Tasks to perform ::
a) Please reproduce the essay on India's Daughter word for word, starting at "Disclaimer: This is" and ending at "time I can’t.".
b) Carry on the essay on India's Daughter from the point where it stops.

Selected extract ::

Disclaimer: This is a very biased, partisan, limited view . . . but it is mine. I had a chance to speak before, but I kept silence. This time I can’t.
Last week, I shared this article to my Facebook timeline. It was one of the many references to the BBC documentary India’s Daughter that were heating up my Facebook newsfeed, from all over — but mostly from my male, Indian friends. The one who originally posted the article had left with it a comment that broke my heart. He wrote:
“No Jyoti was not really India’s daughter. She was who she was despite being in India. Her family was counter culture and so was she. The rapists however — India’s sons.”
I thought I was engaging in a conversation that was mostly Indian, but an American friend responded to say thanks, that she didn’t know it was so bad for women in India. Out to breakfast with another friend a few days later, she asked me, “Is that really the view of women you encountered in India?” This gave me pause. Because, of course, I’d read the articles, I’ve seen the documentary, I hear the warnings. I knew this was the way Indian men saw women. But I could think of only one single instance during my four years living in Delhi where I myself had experienced that.

Provided information ::

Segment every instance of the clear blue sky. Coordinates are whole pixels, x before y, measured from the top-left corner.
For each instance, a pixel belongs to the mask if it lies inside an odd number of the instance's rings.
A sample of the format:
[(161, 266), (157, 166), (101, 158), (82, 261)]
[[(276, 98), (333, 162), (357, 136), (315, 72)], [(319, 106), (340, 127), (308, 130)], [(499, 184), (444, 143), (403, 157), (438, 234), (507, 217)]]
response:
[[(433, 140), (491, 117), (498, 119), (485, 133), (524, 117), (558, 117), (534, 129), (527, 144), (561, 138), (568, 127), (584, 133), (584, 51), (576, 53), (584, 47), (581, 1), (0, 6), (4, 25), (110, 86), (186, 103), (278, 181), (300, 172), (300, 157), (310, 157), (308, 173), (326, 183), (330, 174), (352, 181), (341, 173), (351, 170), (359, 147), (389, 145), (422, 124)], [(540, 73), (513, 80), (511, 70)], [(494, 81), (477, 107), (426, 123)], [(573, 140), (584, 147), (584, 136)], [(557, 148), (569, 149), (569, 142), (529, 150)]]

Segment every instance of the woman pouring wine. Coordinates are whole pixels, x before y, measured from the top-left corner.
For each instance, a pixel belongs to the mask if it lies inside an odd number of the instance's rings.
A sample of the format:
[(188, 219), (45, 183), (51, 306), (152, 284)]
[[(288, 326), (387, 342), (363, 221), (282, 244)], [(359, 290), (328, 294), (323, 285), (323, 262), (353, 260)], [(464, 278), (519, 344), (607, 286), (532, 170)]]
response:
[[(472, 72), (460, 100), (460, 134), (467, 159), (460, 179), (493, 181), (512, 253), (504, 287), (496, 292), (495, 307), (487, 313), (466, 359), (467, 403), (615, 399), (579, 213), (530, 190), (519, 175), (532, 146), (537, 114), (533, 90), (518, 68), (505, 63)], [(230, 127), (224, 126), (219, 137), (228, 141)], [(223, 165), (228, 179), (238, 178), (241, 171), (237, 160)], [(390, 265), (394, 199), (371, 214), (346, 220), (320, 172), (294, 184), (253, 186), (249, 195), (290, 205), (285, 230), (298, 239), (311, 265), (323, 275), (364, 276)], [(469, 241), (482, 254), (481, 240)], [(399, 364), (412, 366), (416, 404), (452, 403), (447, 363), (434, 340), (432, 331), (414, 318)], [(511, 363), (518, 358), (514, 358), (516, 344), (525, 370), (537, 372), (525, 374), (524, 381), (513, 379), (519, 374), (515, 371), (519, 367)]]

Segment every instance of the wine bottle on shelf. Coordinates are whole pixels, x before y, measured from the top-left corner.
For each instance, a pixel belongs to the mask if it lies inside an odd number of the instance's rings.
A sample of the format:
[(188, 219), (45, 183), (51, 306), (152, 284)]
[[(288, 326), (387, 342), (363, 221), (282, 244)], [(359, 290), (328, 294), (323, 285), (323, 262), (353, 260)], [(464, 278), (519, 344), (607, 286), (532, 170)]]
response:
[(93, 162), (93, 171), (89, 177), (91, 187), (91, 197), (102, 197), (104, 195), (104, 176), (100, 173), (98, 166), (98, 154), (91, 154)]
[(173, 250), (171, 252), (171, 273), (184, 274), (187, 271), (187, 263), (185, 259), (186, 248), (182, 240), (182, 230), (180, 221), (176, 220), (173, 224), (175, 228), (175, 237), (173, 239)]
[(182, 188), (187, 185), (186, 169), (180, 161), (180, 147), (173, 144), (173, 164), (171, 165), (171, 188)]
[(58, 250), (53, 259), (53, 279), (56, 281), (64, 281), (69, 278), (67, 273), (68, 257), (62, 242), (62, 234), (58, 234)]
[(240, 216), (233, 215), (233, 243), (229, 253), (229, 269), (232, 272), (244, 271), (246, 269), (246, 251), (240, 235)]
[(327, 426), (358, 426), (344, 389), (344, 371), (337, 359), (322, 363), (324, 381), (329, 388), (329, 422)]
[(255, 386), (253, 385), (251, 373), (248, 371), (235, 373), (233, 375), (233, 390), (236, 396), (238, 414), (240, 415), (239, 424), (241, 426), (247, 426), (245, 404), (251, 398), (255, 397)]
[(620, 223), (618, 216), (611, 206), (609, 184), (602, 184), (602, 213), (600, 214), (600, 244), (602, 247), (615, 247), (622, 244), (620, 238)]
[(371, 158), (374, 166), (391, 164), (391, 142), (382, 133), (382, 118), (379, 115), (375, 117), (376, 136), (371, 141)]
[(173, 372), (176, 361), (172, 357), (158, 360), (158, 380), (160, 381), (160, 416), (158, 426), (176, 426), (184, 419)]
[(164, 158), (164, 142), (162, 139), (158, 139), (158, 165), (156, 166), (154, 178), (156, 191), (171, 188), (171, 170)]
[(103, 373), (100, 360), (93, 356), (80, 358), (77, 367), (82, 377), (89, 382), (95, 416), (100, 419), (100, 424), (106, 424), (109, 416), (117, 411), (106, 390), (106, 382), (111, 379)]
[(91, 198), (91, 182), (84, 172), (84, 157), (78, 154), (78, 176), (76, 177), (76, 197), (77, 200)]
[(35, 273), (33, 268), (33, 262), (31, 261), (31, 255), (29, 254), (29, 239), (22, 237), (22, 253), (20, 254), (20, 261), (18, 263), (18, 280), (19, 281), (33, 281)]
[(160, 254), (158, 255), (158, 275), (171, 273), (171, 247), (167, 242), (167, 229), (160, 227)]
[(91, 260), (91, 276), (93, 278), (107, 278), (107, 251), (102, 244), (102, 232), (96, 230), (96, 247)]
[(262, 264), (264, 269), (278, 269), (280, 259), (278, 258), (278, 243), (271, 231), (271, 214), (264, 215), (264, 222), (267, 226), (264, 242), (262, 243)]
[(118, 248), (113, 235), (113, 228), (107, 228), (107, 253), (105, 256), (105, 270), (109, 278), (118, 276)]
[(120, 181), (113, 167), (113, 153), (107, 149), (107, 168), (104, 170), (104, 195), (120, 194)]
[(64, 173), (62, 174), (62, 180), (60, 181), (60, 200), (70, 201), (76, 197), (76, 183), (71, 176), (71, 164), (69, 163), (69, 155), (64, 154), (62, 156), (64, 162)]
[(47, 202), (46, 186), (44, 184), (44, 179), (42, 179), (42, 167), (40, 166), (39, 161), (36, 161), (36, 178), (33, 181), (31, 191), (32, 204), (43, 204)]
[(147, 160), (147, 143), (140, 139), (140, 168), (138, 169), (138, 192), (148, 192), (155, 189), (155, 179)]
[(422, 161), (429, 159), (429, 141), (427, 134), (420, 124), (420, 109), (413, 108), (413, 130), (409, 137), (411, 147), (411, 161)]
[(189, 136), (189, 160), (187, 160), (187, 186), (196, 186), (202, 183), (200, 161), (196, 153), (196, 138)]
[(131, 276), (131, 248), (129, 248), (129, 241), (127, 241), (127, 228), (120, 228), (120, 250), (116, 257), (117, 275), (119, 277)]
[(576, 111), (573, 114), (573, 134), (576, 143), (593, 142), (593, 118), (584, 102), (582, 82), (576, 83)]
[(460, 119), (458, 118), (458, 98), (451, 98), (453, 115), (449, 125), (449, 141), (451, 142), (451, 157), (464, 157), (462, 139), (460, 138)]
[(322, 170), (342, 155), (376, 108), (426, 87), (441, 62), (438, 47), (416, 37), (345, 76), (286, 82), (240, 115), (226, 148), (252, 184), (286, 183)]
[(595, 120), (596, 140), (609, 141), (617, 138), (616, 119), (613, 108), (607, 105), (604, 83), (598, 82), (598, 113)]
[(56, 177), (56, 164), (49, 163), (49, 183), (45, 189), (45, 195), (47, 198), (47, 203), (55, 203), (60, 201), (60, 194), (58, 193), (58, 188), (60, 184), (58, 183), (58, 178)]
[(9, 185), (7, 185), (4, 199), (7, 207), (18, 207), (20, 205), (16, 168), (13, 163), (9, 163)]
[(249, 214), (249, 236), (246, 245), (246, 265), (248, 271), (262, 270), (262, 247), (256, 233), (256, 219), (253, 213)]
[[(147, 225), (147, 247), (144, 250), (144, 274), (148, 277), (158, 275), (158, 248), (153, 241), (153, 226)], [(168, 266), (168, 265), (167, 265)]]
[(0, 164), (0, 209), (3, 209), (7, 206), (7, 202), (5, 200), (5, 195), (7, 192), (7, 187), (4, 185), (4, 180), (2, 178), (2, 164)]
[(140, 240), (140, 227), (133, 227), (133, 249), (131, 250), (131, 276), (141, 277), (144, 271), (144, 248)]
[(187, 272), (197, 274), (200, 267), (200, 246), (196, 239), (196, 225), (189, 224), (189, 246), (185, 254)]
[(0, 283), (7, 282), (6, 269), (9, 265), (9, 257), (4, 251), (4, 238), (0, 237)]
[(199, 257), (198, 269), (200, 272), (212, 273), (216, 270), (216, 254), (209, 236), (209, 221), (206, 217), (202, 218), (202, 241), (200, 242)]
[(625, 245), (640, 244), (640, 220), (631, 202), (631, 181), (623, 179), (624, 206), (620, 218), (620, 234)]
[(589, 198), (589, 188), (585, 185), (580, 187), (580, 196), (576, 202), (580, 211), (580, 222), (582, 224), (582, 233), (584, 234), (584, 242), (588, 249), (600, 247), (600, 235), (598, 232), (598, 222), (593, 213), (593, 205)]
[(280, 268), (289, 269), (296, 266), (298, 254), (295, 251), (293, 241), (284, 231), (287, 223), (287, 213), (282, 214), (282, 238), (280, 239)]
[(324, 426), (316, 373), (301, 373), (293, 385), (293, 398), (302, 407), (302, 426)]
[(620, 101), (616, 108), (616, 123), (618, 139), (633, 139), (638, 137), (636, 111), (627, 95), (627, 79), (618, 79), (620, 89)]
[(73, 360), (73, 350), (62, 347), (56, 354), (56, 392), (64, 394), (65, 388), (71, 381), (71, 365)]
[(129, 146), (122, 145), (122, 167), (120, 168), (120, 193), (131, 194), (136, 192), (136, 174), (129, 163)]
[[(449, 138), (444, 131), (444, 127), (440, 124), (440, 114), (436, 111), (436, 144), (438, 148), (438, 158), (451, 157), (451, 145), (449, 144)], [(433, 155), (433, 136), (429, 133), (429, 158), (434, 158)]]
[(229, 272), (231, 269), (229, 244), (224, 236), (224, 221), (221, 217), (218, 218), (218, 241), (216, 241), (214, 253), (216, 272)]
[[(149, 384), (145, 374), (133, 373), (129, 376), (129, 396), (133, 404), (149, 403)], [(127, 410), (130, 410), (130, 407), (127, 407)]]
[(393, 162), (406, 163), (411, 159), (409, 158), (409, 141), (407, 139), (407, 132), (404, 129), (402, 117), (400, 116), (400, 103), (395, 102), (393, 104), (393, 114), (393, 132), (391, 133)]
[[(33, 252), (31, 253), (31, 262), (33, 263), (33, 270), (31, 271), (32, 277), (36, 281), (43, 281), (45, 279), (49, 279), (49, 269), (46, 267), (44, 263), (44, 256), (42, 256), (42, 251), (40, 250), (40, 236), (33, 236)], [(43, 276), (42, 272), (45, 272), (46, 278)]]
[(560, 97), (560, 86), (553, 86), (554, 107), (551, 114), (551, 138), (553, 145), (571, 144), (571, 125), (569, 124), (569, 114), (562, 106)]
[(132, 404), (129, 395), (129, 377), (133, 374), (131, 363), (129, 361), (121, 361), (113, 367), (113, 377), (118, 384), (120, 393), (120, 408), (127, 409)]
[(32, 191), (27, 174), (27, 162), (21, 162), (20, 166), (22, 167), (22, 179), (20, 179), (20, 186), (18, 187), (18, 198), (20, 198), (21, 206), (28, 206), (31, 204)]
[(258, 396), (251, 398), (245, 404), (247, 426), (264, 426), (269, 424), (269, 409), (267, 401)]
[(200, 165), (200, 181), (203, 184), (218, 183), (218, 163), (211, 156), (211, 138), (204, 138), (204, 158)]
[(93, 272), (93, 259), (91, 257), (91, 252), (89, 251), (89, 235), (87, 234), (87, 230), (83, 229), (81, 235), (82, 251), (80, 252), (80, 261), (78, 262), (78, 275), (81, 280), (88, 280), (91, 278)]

Results of the tasks ::
a)
Disclaimer: This is a very biased, partisan, limited view . . . but it is mine. I had a chance to speak before, but I kept silence. This time I can’t.

b)
One of the most recent headlining rapes in India spurred inter-religious upheaval because the rapist was Muslim. My closest Muslim friend in Delhi was a 17-yr-old girl who lived down the street from us, and her father adored and cherished her. He had a beard and belly to put Tolkien’s dwarves to shame, and always greeted me enthusiastically and teased me about my poor Urdu. I felt welcomed, honored, and safe in his presence. He was just one of many Muslim men in the neighborhood I knew I could go to if I needed help.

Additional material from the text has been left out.